Robert Braunch represents the next generation along from Adam de Walsoken, although their lives overlapped and they certainly knew each other. Robert joined Adam on the town council during the 1340s. As a survivor of that initial, most devastating strike of the plague, Robert's existing experience in borough administration – he having also twice served as chamberlain and, very soon after his initial terms as chamberlain, was called on to serve a couple of years as the equivalent officer (scabin) of the Merchant Gild – was doubtless a factor in his election to the mayoralty in 1350/51. He was again mayor in 1360/61; between those two terms, and thereafter until his death, he had a permanent seat among the jurats.

TASK A:
Count the lines of the records below that contain the word "large", and give only the number.
The records that come next are unrelated to the passage on Robert Braunch.

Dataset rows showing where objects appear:

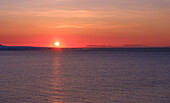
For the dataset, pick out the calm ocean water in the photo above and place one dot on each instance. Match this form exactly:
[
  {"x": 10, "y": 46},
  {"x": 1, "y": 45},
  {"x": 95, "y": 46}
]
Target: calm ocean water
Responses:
[{"x": 84, "y": 77}]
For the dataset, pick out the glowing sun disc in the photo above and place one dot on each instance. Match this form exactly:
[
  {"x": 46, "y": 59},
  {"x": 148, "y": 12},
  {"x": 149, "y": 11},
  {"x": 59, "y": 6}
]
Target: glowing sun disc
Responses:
[{"x": 57, "y": 43}]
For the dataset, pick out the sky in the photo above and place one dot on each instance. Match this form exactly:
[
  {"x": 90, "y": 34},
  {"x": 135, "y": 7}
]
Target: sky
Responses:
[{"x": 78, "y": 23}]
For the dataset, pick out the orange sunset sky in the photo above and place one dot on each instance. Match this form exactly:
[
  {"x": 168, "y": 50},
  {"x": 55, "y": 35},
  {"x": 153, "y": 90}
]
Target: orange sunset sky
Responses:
[{"x": 77, "y": 23}]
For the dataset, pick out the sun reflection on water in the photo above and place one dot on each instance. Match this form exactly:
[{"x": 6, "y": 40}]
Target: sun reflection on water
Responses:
[{"x": 56, "y": 83}]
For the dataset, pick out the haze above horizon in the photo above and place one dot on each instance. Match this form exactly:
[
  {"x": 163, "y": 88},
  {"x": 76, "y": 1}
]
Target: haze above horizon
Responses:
[{"x": 76, "y": 23}]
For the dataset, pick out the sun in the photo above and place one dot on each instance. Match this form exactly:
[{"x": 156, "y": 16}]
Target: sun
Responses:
[{"x": 57, "y": 43}]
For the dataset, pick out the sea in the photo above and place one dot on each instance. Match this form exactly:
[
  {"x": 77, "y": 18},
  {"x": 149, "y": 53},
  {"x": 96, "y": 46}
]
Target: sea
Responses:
[{"x": 83, "y": 76}]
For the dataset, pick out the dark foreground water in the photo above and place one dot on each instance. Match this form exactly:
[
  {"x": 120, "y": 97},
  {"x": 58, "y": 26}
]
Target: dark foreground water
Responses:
[{"x": 84, "y": 77}]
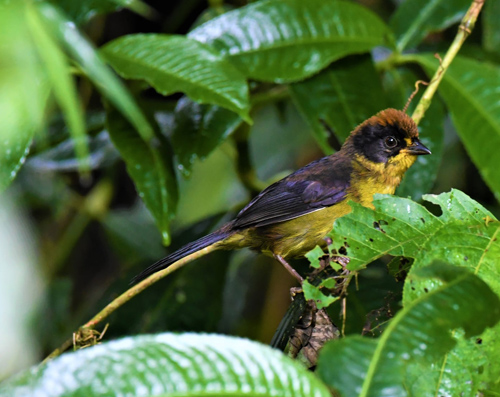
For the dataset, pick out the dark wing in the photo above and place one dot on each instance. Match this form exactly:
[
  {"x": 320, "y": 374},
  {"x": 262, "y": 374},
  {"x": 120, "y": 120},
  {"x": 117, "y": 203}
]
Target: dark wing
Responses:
[{"x": 320, "y": 184}]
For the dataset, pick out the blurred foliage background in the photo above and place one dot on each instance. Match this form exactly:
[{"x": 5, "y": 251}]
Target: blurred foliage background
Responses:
[{"x": 74, "y": 229}]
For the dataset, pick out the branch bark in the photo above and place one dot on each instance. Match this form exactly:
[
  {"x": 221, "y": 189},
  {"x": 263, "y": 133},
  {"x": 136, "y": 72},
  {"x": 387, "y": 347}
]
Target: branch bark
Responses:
[{"x": 464, "y": 30}]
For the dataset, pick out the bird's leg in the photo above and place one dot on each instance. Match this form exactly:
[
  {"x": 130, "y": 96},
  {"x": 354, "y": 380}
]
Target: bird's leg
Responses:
[{"x": 290, "y": 269}]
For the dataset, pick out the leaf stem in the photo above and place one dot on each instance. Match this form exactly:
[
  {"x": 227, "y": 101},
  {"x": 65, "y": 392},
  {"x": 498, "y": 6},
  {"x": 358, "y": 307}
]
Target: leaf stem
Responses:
[{"x": 464, "y": 30}]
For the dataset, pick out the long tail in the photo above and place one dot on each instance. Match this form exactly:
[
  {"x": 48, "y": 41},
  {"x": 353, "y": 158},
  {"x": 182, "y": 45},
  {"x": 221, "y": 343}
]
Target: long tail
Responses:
[{"x": 186, "y": 254}]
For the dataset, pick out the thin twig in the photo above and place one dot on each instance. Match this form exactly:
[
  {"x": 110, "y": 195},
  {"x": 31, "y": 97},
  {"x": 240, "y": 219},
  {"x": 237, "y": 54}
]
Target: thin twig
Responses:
[
  {"x": 464, "y": 31},
  {"x": 127, "y": 295}
]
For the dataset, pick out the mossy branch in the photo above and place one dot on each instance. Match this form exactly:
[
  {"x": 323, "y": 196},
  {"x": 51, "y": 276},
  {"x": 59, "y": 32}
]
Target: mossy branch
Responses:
[{"x": 464, "y": 30}]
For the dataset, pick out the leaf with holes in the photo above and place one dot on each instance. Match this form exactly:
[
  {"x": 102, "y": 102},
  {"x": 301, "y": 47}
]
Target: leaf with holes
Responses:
[
  {"x": 419, "y": 333},
  {"x": 178, "y": 64},
  {"x": 170, "y": 365},
  {"x": 401, "y": 227},
  {"x": 284, "y": 41},
  {"x": 464, "y": 235}
]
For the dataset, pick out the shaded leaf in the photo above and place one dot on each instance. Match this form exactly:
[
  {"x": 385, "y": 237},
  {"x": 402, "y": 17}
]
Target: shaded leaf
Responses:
[
  {"x": 469, "y": 90},
  {"x": 82, "y": 11},
  {"x": 286, "y": 41},
  {"x": 62, "y": 83},
  {"x": 198, "y": 130},
  {"x": 170, "y": 365},
  {"x": 150, "y": 168},
  {"x": 342, "y": 96},
  {"x": 415, "y": 19},
  {"x": 62, "y": 156},
  {"x": 88, "y": 59},
  {"x": 178, "y": 64},
  {"x": 133, "y": 234},
  {"x": 375, "y": 367},
  {"x": 401, "y": 227}
]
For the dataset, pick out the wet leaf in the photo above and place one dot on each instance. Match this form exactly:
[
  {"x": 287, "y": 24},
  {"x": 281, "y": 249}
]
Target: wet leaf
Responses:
[{"x": 170, "y": 365}]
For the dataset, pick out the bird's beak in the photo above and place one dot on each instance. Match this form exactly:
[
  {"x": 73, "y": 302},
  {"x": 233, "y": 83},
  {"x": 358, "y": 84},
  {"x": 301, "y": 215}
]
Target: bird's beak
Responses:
[{"x": 417, "y": 148}]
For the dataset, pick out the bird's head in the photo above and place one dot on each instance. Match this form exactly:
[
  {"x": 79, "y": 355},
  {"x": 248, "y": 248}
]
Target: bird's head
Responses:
[{"x": 387, "y": 140}]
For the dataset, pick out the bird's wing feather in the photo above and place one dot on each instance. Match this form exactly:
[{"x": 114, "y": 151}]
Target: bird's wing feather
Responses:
[{"x": 319, "y": 185}]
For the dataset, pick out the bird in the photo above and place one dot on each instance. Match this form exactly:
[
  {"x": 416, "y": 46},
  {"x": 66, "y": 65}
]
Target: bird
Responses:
[{"x": 293, "y": 215}]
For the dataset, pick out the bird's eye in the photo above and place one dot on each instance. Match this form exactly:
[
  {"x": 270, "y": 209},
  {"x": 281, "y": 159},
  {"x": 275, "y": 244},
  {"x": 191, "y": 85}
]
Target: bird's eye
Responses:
[{"x": 391, "y": 142}]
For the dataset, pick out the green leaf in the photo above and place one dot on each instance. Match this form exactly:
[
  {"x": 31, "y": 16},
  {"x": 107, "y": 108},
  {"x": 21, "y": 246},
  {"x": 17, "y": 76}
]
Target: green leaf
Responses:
[
  {"x": 475, "y": 110},
  {"x": 419, "y": 332},
  {"x": 198, "y": 130},
  {"x": 62, "y": 83},
  {"x": 178, "y": 64},
  {"x": 133, "y": 234},
  {"x": 24, "y": 91},
  {"x": 150, "y": 167},
  {"x": 284, "y": 41},
  {"x": 401, "y": 227},
  {"x": 312, "y": 292},
  {"x": 170, "y": 365},
  {"x": 491, "y": 26},
  {"x": 89, "y": 61},
  {"x": 62, "y": 156},
  {"x": 343, "y": 95},
  {"x": 465, "y": 235},
  {"x": 415, "y": 19},
  {"x": 314, "y": 255},
  {"x": 82, "y": 11}
]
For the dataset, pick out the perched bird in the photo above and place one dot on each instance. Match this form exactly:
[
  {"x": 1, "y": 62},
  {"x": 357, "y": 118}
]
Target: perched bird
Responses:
[{"x": 293, "y": 215}]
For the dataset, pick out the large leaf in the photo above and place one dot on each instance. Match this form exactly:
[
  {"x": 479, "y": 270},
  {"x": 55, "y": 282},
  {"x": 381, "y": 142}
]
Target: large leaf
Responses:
[
  {"x": 88, "y": 59},
  {"x": 151, "y": 169},
  {"x": 23, "y": 90},
  {"x": 82, "y": 11},
  {"x": 419, "y": 332},
  {"x": 401, "y": 227},
  {"x": 199, "y": 129},
  {"x": 170, "y": 365},
  {"x": 477, "y": 248},
  {"x": 178, "y": 64},
  {"x": 468, "y": 90},
  {"x": 62, "y": 157},
  {"x": 465, "y": 235},
  {"x": 342, "y": 96},
  {"x": 415, "y": 19},
  {"x": 274, "y": 40}
]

TASK B:
From the passage on Robert Braunch above, copy the part that opens with the words containing "Robert Braunch represents" and closes with "among the jurats.", word for word.

FULL RESPONSE A:
2

FULL RESPONSE B:
Robert Braunch represents the next generation along from Adam de Walsoken, although their lives overlapped and they certainly knew each other. Robert joined Adam on the town council during the 1340s. As a survivor of that initial, most devastating strike of the plague, Robert's existing experience in borough administration – he having also twice served as chamberlain and, very soon after his initial terms as chamberlain, was called on to serve a couple of years as the equivalent officer (scabin) of the Merchant Gild – was doubtless a factor in his election to the mayoralty in 1350/51. He was again mayor in 1360/61; between those two terms, and thereafter until his death, he had a permanent seat among the jurats.